[Stored records]
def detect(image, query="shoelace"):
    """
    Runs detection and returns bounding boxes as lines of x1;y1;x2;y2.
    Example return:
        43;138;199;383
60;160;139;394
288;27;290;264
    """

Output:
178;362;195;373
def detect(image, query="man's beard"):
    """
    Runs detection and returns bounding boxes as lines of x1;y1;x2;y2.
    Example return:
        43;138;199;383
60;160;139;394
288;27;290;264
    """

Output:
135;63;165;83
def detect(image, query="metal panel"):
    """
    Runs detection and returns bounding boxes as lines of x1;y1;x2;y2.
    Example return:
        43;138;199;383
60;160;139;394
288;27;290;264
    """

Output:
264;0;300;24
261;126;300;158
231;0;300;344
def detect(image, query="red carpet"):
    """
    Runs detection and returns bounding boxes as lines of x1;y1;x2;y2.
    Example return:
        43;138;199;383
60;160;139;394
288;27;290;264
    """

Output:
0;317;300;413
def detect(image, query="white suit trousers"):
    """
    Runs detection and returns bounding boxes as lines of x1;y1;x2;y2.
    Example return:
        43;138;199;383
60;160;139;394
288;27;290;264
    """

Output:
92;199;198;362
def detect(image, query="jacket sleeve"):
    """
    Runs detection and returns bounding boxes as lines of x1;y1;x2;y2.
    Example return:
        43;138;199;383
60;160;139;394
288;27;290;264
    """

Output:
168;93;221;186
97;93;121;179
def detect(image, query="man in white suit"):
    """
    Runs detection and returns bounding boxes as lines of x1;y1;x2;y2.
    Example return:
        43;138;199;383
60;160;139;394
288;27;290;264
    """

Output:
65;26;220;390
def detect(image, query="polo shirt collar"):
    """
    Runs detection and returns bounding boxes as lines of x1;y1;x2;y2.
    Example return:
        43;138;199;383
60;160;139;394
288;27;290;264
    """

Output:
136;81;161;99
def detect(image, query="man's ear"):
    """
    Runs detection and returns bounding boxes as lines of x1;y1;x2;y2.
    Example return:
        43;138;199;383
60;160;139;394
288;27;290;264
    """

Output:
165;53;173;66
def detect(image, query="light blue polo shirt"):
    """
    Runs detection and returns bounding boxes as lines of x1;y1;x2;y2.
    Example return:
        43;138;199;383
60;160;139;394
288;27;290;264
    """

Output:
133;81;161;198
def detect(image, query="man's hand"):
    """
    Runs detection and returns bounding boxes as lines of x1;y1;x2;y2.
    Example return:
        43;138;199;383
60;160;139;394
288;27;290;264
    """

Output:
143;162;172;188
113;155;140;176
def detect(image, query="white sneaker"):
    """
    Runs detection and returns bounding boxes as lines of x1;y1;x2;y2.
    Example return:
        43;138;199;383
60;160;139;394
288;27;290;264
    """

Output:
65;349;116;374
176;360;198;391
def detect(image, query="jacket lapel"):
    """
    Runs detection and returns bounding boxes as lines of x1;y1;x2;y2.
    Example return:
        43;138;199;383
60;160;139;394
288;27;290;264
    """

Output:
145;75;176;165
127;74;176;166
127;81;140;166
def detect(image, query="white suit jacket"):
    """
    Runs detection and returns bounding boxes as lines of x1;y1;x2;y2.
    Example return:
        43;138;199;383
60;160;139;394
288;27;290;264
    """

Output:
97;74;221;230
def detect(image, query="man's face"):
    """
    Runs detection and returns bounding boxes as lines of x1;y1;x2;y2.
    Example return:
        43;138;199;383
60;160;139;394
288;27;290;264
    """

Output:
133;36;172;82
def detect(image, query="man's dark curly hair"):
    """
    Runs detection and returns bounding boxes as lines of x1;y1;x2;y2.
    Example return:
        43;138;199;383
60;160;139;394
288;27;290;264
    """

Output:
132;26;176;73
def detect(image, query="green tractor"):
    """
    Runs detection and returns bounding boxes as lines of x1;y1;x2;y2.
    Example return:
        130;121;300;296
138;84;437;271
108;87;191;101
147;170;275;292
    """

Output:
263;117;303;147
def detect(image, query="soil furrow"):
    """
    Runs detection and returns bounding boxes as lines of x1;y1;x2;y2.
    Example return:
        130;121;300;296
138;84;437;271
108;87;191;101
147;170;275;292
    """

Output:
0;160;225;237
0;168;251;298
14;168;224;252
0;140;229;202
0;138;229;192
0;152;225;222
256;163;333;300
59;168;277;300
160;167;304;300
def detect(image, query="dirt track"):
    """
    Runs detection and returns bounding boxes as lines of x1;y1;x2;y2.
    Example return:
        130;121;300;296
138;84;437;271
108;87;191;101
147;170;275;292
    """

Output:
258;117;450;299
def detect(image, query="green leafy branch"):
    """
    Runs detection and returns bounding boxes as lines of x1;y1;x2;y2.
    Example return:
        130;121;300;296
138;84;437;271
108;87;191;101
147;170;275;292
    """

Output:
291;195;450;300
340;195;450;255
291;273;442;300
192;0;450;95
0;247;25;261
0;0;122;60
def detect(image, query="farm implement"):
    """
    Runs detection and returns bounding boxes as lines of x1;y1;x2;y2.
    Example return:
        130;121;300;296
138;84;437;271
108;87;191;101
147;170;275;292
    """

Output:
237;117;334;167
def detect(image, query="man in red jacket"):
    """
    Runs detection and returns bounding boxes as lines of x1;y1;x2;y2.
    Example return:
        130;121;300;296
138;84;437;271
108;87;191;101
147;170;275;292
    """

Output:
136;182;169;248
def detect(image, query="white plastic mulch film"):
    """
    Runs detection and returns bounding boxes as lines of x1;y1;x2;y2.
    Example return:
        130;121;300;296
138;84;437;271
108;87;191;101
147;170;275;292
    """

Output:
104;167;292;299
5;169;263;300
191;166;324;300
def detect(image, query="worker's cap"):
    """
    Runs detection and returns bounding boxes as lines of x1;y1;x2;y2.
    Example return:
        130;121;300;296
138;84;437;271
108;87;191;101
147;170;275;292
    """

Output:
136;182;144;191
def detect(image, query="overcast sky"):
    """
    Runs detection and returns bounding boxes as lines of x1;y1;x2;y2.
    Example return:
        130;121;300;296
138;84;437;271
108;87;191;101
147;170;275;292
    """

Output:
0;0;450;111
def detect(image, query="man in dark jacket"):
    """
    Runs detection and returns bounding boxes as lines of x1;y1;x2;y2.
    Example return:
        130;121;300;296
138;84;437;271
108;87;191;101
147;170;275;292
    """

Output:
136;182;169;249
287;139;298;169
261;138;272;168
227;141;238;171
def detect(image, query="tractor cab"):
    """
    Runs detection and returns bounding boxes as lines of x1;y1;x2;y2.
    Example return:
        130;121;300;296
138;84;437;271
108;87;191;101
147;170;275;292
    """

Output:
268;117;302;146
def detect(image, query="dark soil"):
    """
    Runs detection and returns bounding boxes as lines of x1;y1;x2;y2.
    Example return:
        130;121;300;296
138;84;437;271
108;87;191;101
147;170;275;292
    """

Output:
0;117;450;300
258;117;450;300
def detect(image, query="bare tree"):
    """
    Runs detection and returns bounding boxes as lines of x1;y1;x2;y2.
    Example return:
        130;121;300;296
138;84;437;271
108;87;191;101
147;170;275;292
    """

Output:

## WHAT THE EXERCISE ASKS:
Pull out every line of the listing that contains the string "tractor". Case counts.

## ANSWER IN FULL:
def detect(image, query="green tractor"):
def detect(image, query="tractor cab"):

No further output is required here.